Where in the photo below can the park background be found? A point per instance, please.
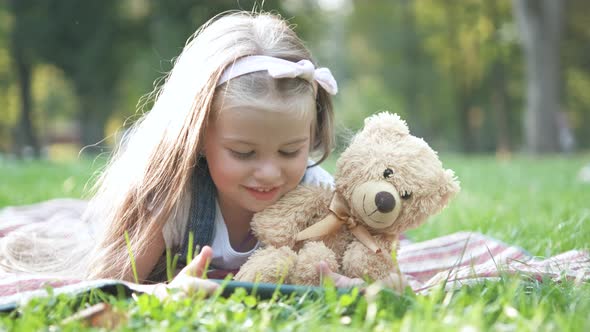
(499, 88)
(475, 77)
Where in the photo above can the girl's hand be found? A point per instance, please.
(189, 279)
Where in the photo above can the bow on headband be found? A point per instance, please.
(339, 215)
(280, 68)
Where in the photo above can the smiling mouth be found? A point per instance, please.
(263, 194)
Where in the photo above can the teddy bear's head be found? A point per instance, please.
(391, 180)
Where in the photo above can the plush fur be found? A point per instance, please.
(392, 181)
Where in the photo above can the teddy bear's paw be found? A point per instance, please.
(360, 262)
(269, 265)
(306, 270)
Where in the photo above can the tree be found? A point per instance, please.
(24, 133)
(540, 24)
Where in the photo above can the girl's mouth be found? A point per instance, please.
(263, 194)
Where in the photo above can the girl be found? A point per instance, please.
(230, 132)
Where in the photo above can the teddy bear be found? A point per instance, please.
(386, 182)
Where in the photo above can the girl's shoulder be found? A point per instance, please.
(317, 176)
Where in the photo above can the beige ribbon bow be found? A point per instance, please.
(339, 215)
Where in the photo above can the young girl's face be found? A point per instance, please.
(255, 156)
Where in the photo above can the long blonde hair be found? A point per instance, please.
(147, 182)
(149, 177)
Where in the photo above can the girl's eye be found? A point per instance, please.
(289, 154)
(242, 155)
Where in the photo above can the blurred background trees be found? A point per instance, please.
(472, 76)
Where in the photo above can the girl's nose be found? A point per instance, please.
(268, 172)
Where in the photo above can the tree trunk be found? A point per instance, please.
(25, 138)
(540, 24)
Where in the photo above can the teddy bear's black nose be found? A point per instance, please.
(384, 201)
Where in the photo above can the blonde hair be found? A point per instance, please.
(147, 182)
(142, 187)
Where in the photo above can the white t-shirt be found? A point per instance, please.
(224, 256)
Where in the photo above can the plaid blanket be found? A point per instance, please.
(457, 259)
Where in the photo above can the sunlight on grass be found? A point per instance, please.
(535, 203)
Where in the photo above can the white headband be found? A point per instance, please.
(279, 68)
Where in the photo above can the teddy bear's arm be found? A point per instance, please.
(279, 224)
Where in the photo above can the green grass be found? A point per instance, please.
(535, 203)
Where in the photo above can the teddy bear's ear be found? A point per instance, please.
(387, 122)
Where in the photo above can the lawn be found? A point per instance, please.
(535, 203)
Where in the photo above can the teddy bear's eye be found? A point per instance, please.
(406, 194)
(387, 173)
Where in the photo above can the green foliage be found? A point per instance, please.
(536, 203)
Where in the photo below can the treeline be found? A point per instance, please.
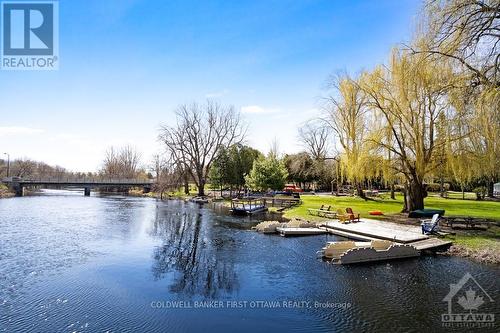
(429, 115)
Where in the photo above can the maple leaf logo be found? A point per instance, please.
(470, 301)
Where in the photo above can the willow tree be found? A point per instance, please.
(409, 96)
(347, 116)
(467, 33)
(486, 136)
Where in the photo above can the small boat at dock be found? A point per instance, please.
(199, 200)
(349, 252)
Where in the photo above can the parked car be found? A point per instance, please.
(292, 188)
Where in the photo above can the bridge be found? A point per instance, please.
(19, 184)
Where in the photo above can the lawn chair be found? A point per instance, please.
(430, 226)
(343, 217)
(352, 216)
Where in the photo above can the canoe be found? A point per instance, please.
(419, 213)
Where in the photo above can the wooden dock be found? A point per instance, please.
(284, 231)
(368, 230)
(431, 244)
(395, 232)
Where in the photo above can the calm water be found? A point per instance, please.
(70, 263)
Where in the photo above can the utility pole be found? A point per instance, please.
(8, 163)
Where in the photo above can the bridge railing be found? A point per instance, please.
(84, 180)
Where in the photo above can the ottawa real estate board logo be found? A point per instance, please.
(468, 303)
(29, 35)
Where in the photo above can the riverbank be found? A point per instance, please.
(480, 245)
(5, 192)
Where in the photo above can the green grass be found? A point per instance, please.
(489, 240)
(458, 195)
(486, 209)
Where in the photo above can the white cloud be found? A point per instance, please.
(255, 109)
(217, 94)
(17, 130)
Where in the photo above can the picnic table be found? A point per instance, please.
(469, 221)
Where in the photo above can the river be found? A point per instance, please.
(70, 263)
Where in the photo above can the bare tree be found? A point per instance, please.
(24, 168)
(314, 136)
(121, 162)
(200, 132)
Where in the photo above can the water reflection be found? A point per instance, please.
(189, 252)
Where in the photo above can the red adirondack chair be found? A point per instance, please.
(352, 216)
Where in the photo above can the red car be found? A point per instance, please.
(293, 189)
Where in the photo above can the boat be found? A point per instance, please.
(247, 206)
(350, 252)
(200, 200)
(267, 227)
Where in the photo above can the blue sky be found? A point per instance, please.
(126, 64)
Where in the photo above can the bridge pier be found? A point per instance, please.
(18, 189)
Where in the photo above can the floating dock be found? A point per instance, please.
(247, 206)
(379, 230)
(368, 230)
(434, 244)
(283, 231)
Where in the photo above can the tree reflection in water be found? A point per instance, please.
(193, 250)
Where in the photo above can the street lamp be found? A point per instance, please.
(8, 163)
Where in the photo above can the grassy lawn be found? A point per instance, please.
(487, 209)
(488, 240)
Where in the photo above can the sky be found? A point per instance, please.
(125, 66)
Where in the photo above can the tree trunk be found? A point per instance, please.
(359, 190)
(416, 195)
(186, 184)
(405, 198)
(441, 187)
(491, 185)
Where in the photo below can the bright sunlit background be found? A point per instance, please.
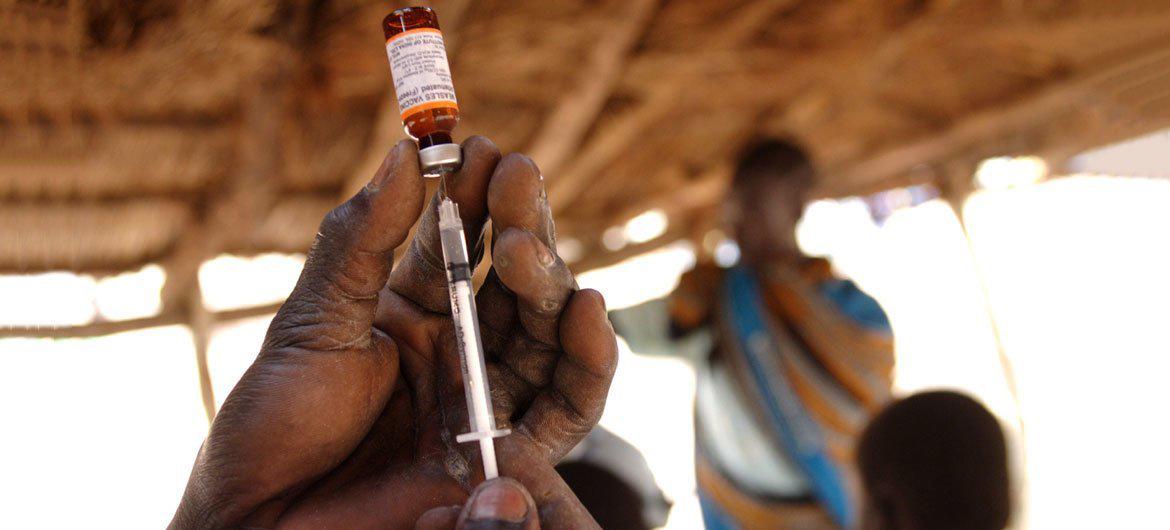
(1069, 273)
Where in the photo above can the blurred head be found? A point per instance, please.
(769, 190)
(935, 460)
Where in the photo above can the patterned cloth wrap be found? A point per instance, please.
(791, 363)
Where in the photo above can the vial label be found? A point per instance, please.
(418, 62)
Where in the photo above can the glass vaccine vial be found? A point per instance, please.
(426, 96)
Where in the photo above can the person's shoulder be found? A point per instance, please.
(846, 296)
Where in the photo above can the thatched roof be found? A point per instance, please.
(170, 131)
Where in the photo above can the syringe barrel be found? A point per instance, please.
(466, 319)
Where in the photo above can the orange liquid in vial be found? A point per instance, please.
(418, 63)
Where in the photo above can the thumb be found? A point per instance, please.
(350, 260)
(500, 503)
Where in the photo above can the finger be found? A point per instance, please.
(565, 411)
(439, 518)
(500, 503)
(541, 286)
(348, 265)
(421, 276)
(516, 199)
(541, 282)
(323, 376)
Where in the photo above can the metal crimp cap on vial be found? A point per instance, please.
(440, 158)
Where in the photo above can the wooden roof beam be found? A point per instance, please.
(571, 119)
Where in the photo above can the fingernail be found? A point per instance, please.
(544, 256)
(500, 502)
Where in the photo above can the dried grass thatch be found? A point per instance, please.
(172, 130)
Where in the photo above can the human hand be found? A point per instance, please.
(349, 413)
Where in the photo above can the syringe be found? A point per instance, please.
(467, 336)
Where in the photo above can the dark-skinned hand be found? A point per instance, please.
(349, 414)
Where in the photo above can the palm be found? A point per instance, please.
(377, 448)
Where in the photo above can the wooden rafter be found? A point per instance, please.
(566, 124)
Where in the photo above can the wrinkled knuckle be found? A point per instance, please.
(345, 217)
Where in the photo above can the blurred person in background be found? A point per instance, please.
(935, 461)
(791, 359)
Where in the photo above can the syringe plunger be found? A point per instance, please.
(467, 335)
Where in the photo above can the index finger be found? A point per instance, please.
(421, 276)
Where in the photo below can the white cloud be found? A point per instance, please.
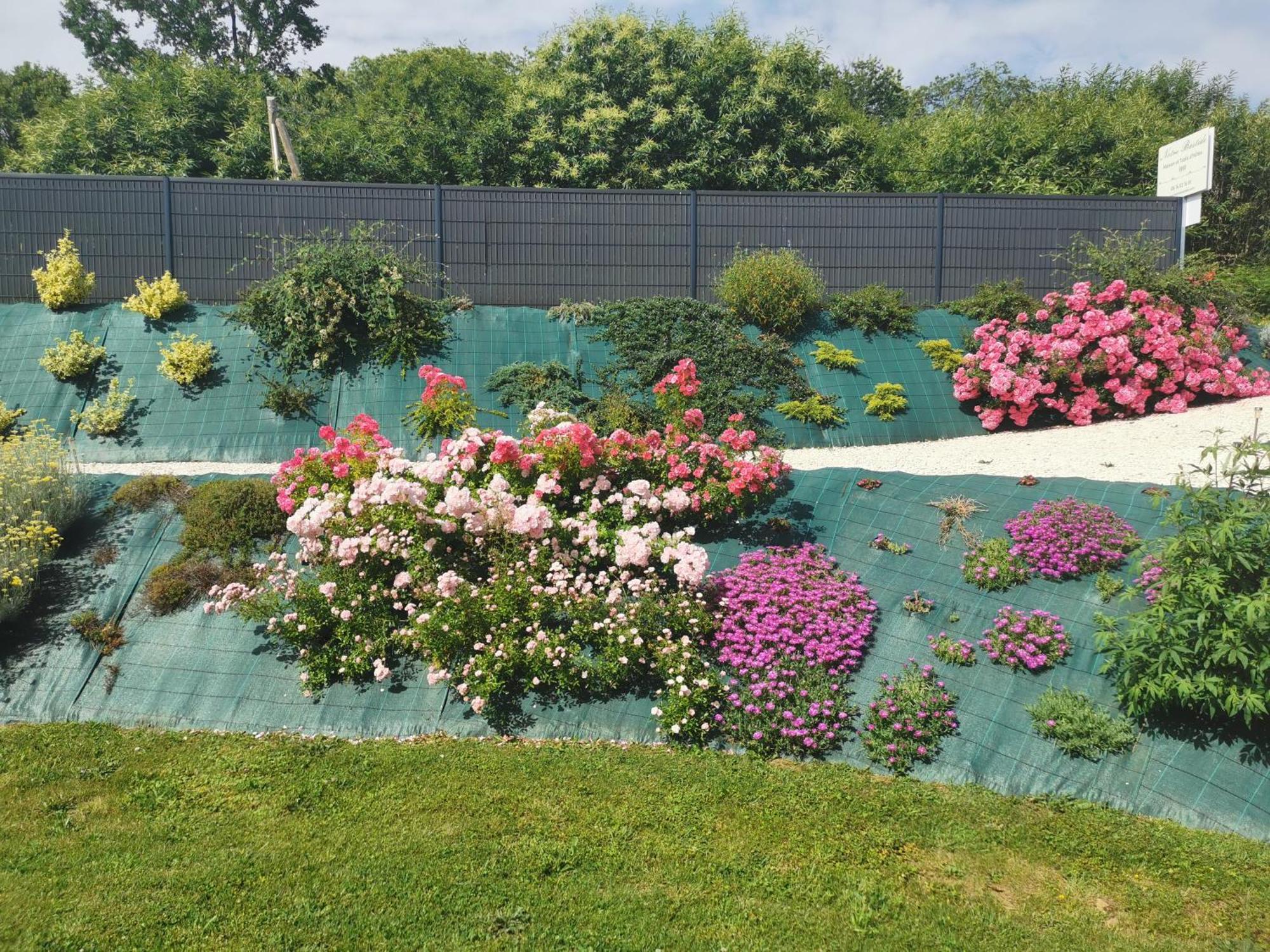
(921, 37)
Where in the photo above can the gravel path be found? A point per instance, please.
(1144, 450)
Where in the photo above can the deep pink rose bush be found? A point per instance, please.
(1108, 354)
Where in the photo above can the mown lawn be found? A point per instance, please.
(119, 840)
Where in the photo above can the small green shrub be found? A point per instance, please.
(874, 309)
(228, 519)
(946, 359)
(187, 360)
(773, 289)
(73, 359)
(105, 417)
(1079, 727)
(156, 299)
(836, 359)
(886, 402)
(144, 493)
(995, 299)
(817, 409)
(63, 281)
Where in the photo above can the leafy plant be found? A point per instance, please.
(874, 309)
(773, 289)
(817, 409)
(187, 360)
(946, 359)
(995, 299)
(158, 298)
(63, 281)
(73, 359)
(1079, 727)
(886, 402)
(106, 416)
(338, 300)
(836, 359)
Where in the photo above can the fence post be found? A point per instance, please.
(939, 248)
(168, 257)
(693, 243)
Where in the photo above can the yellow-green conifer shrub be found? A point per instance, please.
(63, 281)
(156, 299)
(187, 360)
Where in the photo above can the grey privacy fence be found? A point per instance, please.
(535, 247)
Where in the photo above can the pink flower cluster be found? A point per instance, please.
(1108, 354)
(1034, 642)
(793, 626)
(1067, 539)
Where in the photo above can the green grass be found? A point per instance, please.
(121, 840)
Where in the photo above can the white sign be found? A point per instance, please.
(1186, 167)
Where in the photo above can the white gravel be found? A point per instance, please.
(1144, 450)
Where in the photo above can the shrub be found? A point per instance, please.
(909, 719)
(105, 417)
(946, 359)
(993, 567)
(874, 309)
(63, 281)
(187, 360)
(996, 299)
(73, 359)
(1202, 643)
(229, 519)
(156, 299)
(1036, 642)
(340, 300)
(1079, 727)
(774, 289)
(1107, 354)
(886, 402)
(836, 359)
(144, 493)
(793, 628)
(1067, 539)
(817, 409)
(40, 498)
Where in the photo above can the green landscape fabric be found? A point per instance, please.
(192, 671)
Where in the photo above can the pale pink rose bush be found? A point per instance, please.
(1108, 354)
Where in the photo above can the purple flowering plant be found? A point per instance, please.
(1036, 642)
(793, 628)
(909, 718)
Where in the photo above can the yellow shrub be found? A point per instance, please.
(187, 361)
(156, 299)
(63, 281)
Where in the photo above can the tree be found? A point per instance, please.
(262, 34)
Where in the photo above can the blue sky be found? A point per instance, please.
(923, 37)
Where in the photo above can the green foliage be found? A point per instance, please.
(229, 519)
(338, 300)
(874, 309)
(773, 289)
(817, 409)
(63, 281)
(1079, 727)
(995, 299)
(187, 360)
(156, 299)
(105, 417)
(526, 385)
(886, 402)
(836, 359)
(144, 493)
(1202, 644)
(651, 336)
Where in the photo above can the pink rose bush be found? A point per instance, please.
(1108, 354)
(559, 563)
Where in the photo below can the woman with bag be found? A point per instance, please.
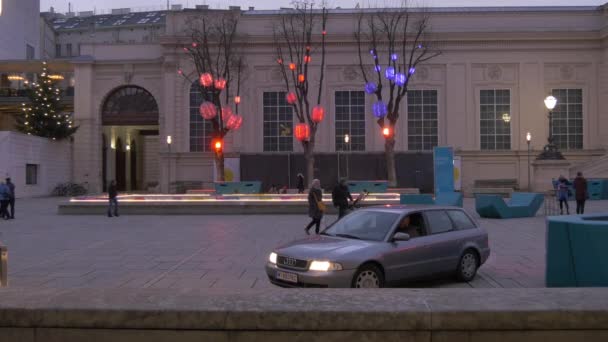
(316, 207)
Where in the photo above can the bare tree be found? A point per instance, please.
(300, 34)
(219, 64)
(397, 41)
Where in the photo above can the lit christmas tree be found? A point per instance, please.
(43, 116)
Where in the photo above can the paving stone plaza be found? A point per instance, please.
(53, 251)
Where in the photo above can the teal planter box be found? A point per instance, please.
(521, 204)
(356, 187)
(416, 199)
(576, 251)
(224, 188)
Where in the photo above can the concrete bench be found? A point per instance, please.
(576, 251)
(522, 204)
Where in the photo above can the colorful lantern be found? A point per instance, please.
(206, 80)
(400, 79)
(208, 110)
(389, 73)
(220, 84)
(226, 113)
(371, 87)
(302, 131)
(379, 109)
(318, 113)
(291, 97)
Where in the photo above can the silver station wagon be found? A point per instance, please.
(383, 246)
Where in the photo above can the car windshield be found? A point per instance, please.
(363, 225)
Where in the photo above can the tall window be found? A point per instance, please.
(350, 119)
(495, 126)
(278, 122)
(568, 119)
(422, 119)
(201, 130)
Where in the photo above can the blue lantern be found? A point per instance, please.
(370, 87)
(389, 73)
(400, 79)
(380, 109)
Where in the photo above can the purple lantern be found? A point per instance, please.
(400, 79)
(370, 87)
(389, 73)
(379, 109)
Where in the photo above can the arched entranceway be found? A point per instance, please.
(129, 117)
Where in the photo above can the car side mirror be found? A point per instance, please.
(401, 237)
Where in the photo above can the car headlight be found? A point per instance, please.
(324, 266)
(273, 258)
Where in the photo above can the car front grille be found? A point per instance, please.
(288, 262)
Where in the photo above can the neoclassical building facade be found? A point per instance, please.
(494, 61)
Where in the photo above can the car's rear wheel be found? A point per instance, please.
(368, 276)
(468, 265)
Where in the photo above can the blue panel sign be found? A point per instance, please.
(443, 163)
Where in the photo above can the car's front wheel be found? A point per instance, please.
(467, 267)
(368, 276)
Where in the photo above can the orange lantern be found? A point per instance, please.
(220, 84)
(302, 131)
(318, 113)
(206, 79)
(291, 98)
(208, 110)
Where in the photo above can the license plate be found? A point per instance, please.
(290, 277)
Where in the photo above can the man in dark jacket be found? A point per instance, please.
(340, 196)
(113, 201)
(580, 192)
(11, 198)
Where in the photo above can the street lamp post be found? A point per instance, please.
(528, 139)
(346, 141)
(550, 151)
(169, 141)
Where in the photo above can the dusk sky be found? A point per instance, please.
(105, 5)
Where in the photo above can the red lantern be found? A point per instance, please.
(220, 84)
(226, 113)
(318, 113)
(208, 110)
(206, 80)
(291, 98)
(302, 131)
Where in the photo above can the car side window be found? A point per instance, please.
(439, 221)
(461, 220)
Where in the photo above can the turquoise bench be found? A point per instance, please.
(444, 198)
(521, 204)
(356, 187)
(223, 188)
(576, 251)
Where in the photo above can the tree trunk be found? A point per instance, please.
(389, 153)
(219, 166)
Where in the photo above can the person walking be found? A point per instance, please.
(4, 199)
(316, 208)
(11, 199)
(340, 196)
(300, 185)
(112, 199)
(580, 192)
(562, 194)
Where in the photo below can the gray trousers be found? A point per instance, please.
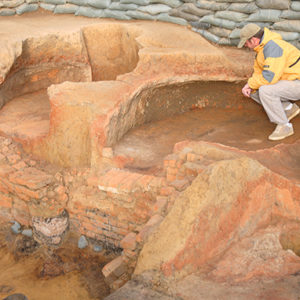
(276, 97)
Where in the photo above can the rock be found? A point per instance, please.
(16, 297)
(82, 242)
(97, 248)
(16, 227)
(229, 221)
(27, 232)
(50, 230)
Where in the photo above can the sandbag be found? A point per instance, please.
(66, 9)
(175, 12)
(78, 2)
(99, 3)
(200, 25)
(225, 42)
(290, 14)
(191, 8)
(56, 2)
(47, 6)
(139, 15)
(26, 8)
(89, 12)
(207, 35)
(265, 15)
(137, 2)
(273, 4)
(166, 18)
(220, 32)
(7, 12)
(154, 9)
(234, 1)
(288, 25)
(115, 14)
(295, 6)
(120, 6)
(218, 22)
(235, 34)
(247, 8)
(12, 3)
(211, 5)
(288, 36)
(260, 24)
(231, 15)
(171, 3)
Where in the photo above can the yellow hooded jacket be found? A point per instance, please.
(276, 60)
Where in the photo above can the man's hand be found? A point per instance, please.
(246, 90)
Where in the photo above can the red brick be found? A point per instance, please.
(171, 178)
(128, 184)
(107, 152)
(180, 185)
(178, 147)
(129, 241)
(144, 182)
(31, 178)
(27, 194)
(148, 228)
(172, 171)
(5, 170)
(116, 267)
(191, 156)
(20, 165)
(93, 181)
(5, 201)
(13, 158)
(192, 168)
(166, 191)
(160, 204)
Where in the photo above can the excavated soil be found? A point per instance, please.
(44, 273)
(70, 273)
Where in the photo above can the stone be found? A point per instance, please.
(224, 222)
(16, 228)
(116, 267)
(82, 242)
(16, 297)
(97, 248)
(27, 232)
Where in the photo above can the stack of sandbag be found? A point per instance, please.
(12, 7)
(225, 18)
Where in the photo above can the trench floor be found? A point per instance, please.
(27, 117)
(42, 273)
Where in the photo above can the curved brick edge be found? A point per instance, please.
(180, 169)
(220, 23)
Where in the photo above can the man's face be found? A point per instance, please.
(251, 43)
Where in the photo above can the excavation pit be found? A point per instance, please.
(119, 145)
(160, 117)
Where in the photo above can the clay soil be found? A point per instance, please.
(43, 273)
(27, 117)
(68, 273)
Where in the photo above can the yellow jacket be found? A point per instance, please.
(276, 60)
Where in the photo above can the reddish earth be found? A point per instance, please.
(161, 155)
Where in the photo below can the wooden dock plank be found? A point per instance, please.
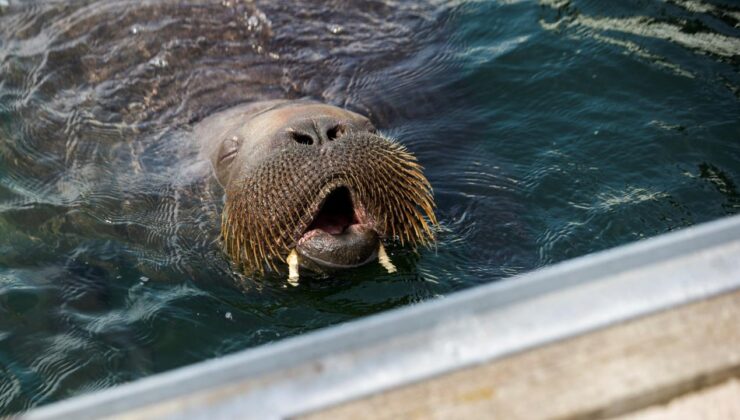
◇ ◇ ◇ ◇ ◇ ◇ ◇
→ **Set task**:
Report how many lines in the entries contain the string "sign". Give only the number.

→ **Final result**:
2